### Document passage

Decided: April 28, 2017

Before Justices Francis, Lang-Miers, and Whitehill


Shaneka Busby Baker appeals a take-nothing judgment in favor of her landlord, Forrest Reggie Carr, in this landlord-tenant dispute. Baker sued Landlord in justice court for breach of contract, violation of the Texas Deceptive Trade Practices Act, and retaliation. The justice court rendered a take-nothing judgment in favor of Landlord, and Baker appealed to the county court at law. After a bench trial, the county court also rendered a take-nothing judgment in favor of Landlord, and Baker appealed. We affirm the trial court's judgment.


In 2012, Baker leased a rural single-family residence on one acre of land for herself and her children from Landlord under a rental assistance program through the Department of Housing and Urban Development and the Dallas County Department of Health and Human Services Housing Division (the Housing Authority). Because of the size of the property, Baker and Landlord agreed in writing that Landlord would provide lawn care. Landlord provided lawn care through a lawn care service owned by Emanuel Palmer for the first two years without incident.1 In 2014, however, a dispute arose about the scheduling of lawn care. Baker complained that Palmer showed up at inconvenient times without notice. She testified that she needed a more rigid schedule so that she could prepare her disabled daughter for the noise and presence of the workers, and ensure that someone was home to watch their dog. Baker said Palmer showed up one time unannounced and took the gate off its hinges in order to enter the property. Her son testified that it made his mother anxious that someone entered the property without permission.

######
### Recorded data

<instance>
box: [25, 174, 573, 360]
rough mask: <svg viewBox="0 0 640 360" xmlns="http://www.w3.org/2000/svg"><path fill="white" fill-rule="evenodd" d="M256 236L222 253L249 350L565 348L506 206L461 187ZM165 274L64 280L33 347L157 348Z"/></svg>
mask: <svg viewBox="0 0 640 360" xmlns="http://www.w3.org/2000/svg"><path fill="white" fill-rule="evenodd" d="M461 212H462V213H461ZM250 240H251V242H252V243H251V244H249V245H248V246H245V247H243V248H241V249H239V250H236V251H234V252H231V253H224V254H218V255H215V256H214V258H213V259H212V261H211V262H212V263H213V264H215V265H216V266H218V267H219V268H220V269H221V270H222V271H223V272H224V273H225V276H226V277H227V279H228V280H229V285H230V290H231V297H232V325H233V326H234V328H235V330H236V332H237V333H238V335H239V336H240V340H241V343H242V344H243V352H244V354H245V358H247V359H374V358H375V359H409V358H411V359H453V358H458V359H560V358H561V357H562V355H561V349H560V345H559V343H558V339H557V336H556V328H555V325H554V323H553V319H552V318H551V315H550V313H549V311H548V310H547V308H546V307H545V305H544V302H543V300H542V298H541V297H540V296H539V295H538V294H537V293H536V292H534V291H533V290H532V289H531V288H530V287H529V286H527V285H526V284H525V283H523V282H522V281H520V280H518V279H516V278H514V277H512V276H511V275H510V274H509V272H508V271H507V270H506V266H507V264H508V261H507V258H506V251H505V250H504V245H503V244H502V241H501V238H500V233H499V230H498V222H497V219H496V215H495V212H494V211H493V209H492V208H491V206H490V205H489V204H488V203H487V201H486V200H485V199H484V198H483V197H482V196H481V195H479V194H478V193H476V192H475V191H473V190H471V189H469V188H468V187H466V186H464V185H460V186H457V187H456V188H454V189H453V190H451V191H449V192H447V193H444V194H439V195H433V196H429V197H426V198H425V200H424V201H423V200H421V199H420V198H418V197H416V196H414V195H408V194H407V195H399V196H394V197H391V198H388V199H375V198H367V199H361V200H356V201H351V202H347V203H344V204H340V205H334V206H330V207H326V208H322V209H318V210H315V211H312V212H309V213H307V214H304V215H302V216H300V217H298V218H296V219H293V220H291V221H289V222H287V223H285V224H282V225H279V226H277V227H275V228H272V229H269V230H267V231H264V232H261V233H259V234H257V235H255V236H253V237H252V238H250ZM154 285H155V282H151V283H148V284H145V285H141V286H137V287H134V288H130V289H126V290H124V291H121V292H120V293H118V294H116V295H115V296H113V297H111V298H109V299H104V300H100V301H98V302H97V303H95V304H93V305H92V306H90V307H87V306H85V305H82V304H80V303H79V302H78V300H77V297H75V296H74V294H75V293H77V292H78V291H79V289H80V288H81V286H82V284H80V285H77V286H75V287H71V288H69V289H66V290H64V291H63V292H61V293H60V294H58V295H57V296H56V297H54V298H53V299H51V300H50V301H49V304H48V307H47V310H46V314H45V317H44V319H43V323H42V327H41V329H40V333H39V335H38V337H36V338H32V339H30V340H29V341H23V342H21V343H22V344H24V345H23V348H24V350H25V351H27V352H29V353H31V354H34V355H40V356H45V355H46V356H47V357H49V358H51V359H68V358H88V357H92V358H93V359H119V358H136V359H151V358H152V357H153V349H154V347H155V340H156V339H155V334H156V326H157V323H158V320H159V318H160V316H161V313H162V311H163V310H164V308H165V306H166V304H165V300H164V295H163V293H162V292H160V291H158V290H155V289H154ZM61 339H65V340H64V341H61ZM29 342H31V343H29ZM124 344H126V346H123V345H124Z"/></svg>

######

**Problems to work on:**
[1] In the court opinion, who owned the lawn care service that Landlord used?
[2] Please update the court opinion from "Shaneka Busby Baker" up to and including "trial court's judgment.", changing "bench trial" to "final hearing".

**Outputs by task:**
[1] Emanuel Palmer

[2]
Shaneka Busby Baker appeals a take-nothing judgment in favor of her landlord, Forrest Reggie Carr, in this landlord-tenant dispute. Baker sued Landlord in justice court for breach of contract, violation of the Texas Deceptive Trade Practices Act, and retaliation. The justice court rendered a take-nothing judgment in favor of Landlord, and Baker appealed to the county court at law. After a final hearing, the county court also rendered a take-nothing judgment in favor of Landlord, and Baker appealed. We affirm the trial court's judgment.